## WHAT TO PRODUCE
Render the records below as a Markdown table with two columns, Row and Line. Give each line its own numbered row and leave out blank lines.
** Begin INPUT DATA **
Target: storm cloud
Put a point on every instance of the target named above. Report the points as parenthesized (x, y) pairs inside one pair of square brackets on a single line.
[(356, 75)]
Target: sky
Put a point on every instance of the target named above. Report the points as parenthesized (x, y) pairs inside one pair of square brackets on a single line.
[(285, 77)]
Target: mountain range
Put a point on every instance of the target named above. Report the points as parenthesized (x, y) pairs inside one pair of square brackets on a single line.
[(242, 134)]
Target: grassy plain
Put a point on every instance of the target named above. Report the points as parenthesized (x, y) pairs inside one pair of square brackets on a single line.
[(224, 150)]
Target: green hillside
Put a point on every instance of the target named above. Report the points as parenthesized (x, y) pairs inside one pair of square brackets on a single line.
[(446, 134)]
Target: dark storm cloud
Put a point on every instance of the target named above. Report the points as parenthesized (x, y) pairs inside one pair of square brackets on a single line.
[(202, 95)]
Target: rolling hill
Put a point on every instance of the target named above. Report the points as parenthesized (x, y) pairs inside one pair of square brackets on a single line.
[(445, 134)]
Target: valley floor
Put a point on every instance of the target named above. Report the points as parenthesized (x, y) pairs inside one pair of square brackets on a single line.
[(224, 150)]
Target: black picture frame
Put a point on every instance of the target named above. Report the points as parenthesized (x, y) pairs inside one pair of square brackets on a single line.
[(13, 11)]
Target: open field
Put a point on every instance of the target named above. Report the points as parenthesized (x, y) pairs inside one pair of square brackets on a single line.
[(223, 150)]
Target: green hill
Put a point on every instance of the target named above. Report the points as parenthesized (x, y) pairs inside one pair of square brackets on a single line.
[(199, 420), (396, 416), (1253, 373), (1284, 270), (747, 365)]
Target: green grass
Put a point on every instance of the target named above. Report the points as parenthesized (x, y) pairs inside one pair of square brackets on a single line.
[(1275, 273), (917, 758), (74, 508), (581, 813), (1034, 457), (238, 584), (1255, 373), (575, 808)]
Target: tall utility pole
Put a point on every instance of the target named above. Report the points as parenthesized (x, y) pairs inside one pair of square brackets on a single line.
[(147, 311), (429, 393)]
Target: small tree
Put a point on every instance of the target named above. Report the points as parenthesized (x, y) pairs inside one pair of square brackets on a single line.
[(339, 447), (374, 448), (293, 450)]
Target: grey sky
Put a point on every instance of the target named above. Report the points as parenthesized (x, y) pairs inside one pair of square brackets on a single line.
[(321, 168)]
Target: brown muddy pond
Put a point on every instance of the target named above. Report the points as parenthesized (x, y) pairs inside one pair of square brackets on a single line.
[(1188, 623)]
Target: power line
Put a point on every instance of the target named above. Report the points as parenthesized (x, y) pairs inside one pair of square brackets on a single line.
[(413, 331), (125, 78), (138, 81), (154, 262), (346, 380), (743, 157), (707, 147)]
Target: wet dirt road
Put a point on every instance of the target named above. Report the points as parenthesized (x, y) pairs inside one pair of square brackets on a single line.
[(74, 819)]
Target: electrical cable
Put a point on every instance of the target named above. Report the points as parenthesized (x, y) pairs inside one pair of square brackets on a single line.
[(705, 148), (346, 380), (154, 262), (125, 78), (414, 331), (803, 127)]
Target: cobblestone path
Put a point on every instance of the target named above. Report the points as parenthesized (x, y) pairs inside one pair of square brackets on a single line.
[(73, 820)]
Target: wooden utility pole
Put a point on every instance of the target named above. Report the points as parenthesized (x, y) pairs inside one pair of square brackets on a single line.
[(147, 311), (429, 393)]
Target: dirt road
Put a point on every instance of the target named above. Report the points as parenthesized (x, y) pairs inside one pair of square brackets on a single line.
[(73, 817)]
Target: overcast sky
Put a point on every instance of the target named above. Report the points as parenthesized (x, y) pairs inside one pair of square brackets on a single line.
** End INPUT DATA **
## FULL RESPONSE
| Row | Line |
|---|---|
| 1 | Target: storm cloud |
| 2 | Put a point on every instance of the target named above. Report the points as parenthesized (x, y) pairs inside one pair of square brackets on a single line. |
| 3 | [(356, 75)] |
| 4 | Target: sky |
| 5 | Put a point on every instance of the target named above. Report the points as parenthesized (x, y) pairs inside one pair of square brackets on a single line. |
| 6 | [(285, 77)] |
| 7 | Target: mountain range |
| 8 | Put a point on every instance of the target named above. Report the points as parenthesized (x, y) pairs inside one pair of square brackets on a single line. |
| 9 | [(242, 134)] |
| 10 | Target: grassy plain |
| 11 | Put a point on every instance of the target named above. Report the points as parenthesized (x, y) pairs inside one pair of square brackets on a single line. |
| 12 | [(224, 150)] |
| 13 | Target: green hillside |
| 14 | Put a point on every instance of the target named above. Report the points as parenthesized (x, y) pairs inside one pair of square brackets on a single line. |
| 15 | [(446, 134)] |
| 16 | Target: dark storm cloud |
| 17 | Put a point on every instance of the target named above. Report the points as parenthesized (x, y) pairs inside one pair of square brackets on a single line. |
| 18 | [(202, 95)] |
| 19 | Target: rolling hill |
| 20 | Put a point on every instance of the target named above. Report the points as parenthesized (x, y) pairs inside one pair of square brackets on a single line. |
| 21 | [(445, 134)] |
| 22 | Target: valley floor |
| 23 | Put a point on every instance of the target named above. Report the points as parenthesized (x, y) pairs inside one pair of square brackets on a single line. |
| 24 | [(224, 150)] |
| 25 | Target: black picture frame |
| 26 | Put a point on every instance of the target named above. Report the points as parenthesized (x, y) pairs inside one pair of square brackets on a single line. |
| 27 | [(13, 11)] |
| 28 | Target: open field |
| 29 | Put a point on every instance of the target named above. Report the points as parenthesized (x, y) pairs inside one pair of square brackets on a single line. |
| 30 | [(223, 150)] |
| 31 | Target: green hill |
| 32 | Put a point on every instance of the target named above. Report the points as parenthesized (x, y) pairs inside one pair of square brackets on a single line. |
| 33 | [(199, 420), (396, 416), (1253, 373), (1284, 270), (747, 365)] |
| 34 | Target: green grass |
| 35 | Put a point on every instance of the target named above. Report the points as parenthesized (x, y) pairs inside one pair of square brackets on a single line. |
| 36 | [(1275, 273), (917, 758), (74, 508), (581, 813), (1034, 457), (238, 584), (1255, 373), (575, 808)] |
| 37 | Target: tall utility pole |
| 38 | Put a point on every instance of the target named above. Report the points as parenthesized (x, y) pairs inside one pair of square brackets on a single line. |
| 39 | [(147, 311), (429, 393)] |
| 40 | Target: small tree |
| 41 | Put a point on every instance of the target named above. Report the points as parenthesized (x, y) pairs inside one pair of square brackets on a single line. |
| 42 | [(339, 447), (374, 448), (293, 450)] |
| 43 | Target: grey sky |
| 44 | Put a point on every instance of the target named above. Report the points as parenthesized (x, y) pairs inside one pair of square brackets on a single line. |
| 45 | [(321, 168)] |
| 46 | Target: brown muddy pond |
| 47 | Put a point on every instance of the target named above. Report the points as parenthesized (x, y) pairs inside one pair of square brackets on a single line. |
| 48 | [(1188, 623)] |
| 49 | Target: power line |
| 50 | Put a point on every instance of the target named above. Report the points as parenthesized (x, y) pairs inside one pair of square brackets on a single line. |
| 51 | [(413, 331), (125, 78), (138, 81), (154, 262), (346, 380), (743, 157), (707, 147)] |
| 52 | Target: wet dirt road |
| 53 | Put a point on every instance of the target named above. Report the points as parenthesized (x, y) pairs inside one pair of square brackets on a single line. |
| 54 | [(74, 819)] |
| 55 | Target: electrical cable |
| 56 | Put a point on every instance of the target named above. Report the points as parenthesized (x, y) pairs inside one pair of square brackets on a single line. |
| 57 | [(705, 148), (346, 380), (154, 262), (125, 78), (414, 331), (803, 127)] |
| 58 | Target: cobblestone path |
| 59 | Put a point on every instance of the target named above. Report the points as parenthesized (x, y) pairs inside one pair of square brackets on a single line. |
| 60 | [(73, 820)] |
| 61 | Target: wooden utility pole |
| 62 | Put a point on every instance of the target named above. Report the points as parenthesized (x, y) pairs inside one pair of square brackets on a single line. |
| 63 | [(147, 311), (429, 393)] |
| 64 | Target: dirt road |
| 65 | Put a point on every instance of the target named above. Report the points as parenthesized (x, y) pairs inside one pair of square brackets on a single line. |
| 66 | [(73, 817)] |
| 67 | Target: overcast sky |
| 68 | Put a point on every instance of the target named above. Report the points as parenthesized (x, y) pairs inside one pair of square brackets on a single line. |